** BEGIN Provided data **

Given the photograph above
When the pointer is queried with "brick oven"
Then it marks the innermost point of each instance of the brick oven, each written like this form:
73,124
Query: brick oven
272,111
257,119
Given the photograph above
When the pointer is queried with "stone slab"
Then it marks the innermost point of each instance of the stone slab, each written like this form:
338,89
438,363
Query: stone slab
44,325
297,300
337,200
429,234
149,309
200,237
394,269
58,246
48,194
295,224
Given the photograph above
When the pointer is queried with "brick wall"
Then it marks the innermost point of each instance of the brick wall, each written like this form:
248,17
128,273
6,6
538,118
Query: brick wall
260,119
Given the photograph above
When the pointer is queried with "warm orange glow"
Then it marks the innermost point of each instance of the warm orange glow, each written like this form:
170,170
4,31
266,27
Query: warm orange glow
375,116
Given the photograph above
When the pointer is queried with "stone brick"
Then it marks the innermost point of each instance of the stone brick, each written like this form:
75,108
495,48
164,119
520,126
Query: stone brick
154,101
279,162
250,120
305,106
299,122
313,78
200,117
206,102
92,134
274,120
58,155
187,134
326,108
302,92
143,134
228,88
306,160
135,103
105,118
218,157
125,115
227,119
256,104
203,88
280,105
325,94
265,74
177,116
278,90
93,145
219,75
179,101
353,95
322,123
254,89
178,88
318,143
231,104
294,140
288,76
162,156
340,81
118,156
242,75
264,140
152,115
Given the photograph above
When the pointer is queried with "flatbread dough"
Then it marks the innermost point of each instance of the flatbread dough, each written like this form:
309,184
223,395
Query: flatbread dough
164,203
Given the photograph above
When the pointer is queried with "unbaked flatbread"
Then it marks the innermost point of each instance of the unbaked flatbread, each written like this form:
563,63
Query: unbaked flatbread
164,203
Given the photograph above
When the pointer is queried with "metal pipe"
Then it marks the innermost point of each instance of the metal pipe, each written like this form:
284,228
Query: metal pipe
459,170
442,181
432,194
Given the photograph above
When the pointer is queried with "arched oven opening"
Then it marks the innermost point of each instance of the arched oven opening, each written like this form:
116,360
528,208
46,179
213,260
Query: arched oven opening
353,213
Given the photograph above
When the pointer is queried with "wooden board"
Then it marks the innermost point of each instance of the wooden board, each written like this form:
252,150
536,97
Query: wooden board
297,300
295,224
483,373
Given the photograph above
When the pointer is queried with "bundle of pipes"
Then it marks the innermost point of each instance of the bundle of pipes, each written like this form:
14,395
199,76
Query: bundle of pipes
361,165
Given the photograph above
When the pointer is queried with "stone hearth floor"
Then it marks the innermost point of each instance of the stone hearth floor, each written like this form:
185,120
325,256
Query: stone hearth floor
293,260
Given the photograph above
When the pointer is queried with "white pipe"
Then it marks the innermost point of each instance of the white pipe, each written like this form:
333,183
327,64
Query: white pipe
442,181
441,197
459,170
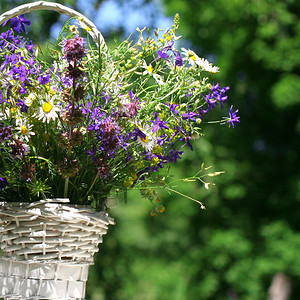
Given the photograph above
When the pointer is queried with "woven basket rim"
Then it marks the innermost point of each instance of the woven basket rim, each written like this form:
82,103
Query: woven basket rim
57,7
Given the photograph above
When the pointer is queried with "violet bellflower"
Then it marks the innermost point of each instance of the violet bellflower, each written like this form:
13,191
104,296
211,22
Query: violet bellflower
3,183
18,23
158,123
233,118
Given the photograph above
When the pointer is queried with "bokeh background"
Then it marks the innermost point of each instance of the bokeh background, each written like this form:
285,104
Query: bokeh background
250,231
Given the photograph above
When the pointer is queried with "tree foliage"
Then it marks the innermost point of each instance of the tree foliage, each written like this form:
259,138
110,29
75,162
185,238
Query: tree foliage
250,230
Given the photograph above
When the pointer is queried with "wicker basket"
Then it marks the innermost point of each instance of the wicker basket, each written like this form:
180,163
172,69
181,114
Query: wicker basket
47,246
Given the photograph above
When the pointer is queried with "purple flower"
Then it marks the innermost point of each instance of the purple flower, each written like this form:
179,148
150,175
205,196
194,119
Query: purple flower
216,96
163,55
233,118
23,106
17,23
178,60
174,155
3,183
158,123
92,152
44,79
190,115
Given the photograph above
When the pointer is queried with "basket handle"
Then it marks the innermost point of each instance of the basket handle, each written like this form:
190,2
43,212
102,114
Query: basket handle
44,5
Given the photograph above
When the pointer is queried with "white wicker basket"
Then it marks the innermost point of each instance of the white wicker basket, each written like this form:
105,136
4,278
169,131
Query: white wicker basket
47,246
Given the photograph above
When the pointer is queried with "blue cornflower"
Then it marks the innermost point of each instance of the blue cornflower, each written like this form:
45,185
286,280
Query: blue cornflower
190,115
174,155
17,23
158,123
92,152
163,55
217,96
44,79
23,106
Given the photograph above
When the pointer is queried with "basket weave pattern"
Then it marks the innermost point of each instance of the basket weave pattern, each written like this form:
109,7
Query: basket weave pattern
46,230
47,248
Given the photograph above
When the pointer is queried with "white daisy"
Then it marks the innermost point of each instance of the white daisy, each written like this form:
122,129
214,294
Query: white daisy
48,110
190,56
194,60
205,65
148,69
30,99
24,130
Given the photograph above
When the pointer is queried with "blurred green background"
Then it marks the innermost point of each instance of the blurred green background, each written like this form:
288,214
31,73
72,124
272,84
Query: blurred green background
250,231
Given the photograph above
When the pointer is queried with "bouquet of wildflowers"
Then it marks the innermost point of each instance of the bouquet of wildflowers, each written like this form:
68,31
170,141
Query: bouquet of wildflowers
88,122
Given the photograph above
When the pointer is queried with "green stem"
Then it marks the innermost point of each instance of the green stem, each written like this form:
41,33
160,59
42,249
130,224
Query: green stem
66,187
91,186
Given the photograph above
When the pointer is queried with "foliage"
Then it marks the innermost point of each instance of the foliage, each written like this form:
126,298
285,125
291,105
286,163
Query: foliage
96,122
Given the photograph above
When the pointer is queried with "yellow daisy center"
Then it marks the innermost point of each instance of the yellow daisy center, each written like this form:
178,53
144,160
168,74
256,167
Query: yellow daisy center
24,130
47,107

** END Provided data **

Stated task:
Identify each line in the entries above that contains the string "center", and copy every such line.

Result for this task:
When the pointer is queried with "yellow daisy center"
Then it marks the innermost point of each instance of the yellow daisy center, each written like this form:
Query: yellow daisy center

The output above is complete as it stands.